**Consigne:** Indiquez si chacune des affirmations suivantes concorde avec le texte sur la finale de la Coupe du monde, en répondant par oui ou par non et en citant mot pour mot le passage qui tranche. (a) La finale s'est achevée sur le score de 3-3 avant les tirs au but. (b) Didier Deschamps a appelé Randal Kolo Muani en fin de journée. (c) Christopher Nkunku s'est blessé pendant un entraînement collectif à Clairefontaine.

**Texte de lecture:**
=-=-=-=-=

Sur ce banc de touche où il ne s’assoit jamais, Kylian Mbappé a plongé sa tête sous son maillot et éteint la lumière. A ce moment précis du dimanche 18 décembre, quelques minutes après voir vu sa quête d’une deuxième victoire en Coupe du monde s’envoler à l’issue d’une finale aussi crève-cœur qu’inoubliable (3-3, 4-2 aux tirs au but), l’attaquant des Bleus n’aspire qu’à la solitude ou à fuir très loin de ce stade de Lusail, devenu une piste de danse argentine. Mbappé avait fait de ce tournoi une « obsession » et justifié ainsi son vœu de silence, brièvement brisé après la victoire contre la Pologne en huitième de finale.
A quelques mètres de lui, un autre enfant de Bondy (Seine-Saint-Denis) marche sans but précis. A un pied près, celui salvateur du gardien de l’Argentine, Emiliano Martinez, en fin de prolongation, Randal Kolo Muani a manqué de terminer en héros français un Mondial commencé un mois plus tôt dans une chambre d’hôtel à Saitama (Japon), à plus de 8 000 km du Qatar. Ce 15 novembre, le joueur est sorti de sa couette par un appel matinal de Didier Deschamps. Le sélectionneur lui demande de prendre le premier Tokyo-Doha pour remplacer Christopher Nkunku, blessé lors du seul entraînement collectif au centre de Clairefontaine (Yvelines).

=-=-=-=-=

**Données sources:**
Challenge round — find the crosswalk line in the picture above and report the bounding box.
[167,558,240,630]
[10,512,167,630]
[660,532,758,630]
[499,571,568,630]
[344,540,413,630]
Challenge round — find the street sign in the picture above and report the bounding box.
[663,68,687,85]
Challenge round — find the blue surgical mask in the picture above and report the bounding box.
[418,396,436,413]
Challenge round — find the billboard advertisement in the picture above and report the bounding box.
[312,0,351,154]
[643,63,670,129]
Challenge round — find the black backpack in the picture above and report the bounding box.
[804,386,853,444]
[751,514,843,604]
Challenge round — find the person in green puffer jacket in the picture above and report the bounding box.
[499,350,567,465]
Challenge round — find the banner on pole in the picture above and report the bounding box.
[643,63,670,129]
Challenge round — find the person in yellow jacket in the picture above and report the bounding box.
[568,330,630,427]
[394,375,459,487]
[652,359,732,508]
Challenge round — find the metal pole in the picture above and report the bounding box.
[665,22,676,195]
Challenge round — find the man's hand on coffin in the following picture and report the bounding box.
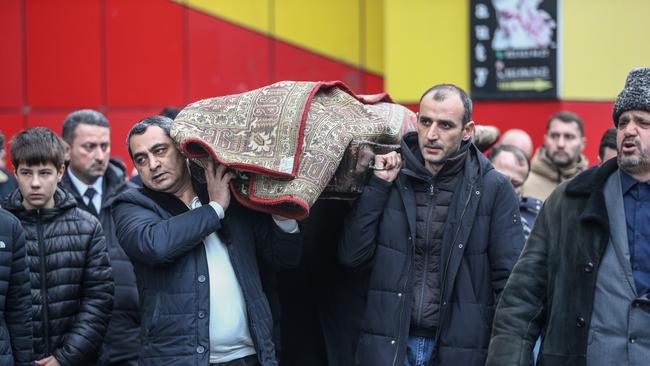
[373,151,402,182]
[205,160,235,211]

=-=-=-=-=

**Réponse rédigée:**
(a) Oui : « (3-3, 4-2 aux tirs au but) ».
(b) Non : « par un appel matinal de Didier Deschamps ».
(c) Oui : « blessé lors du seul entraînement collectif au centre de Clairefontaine (Yvelines) ».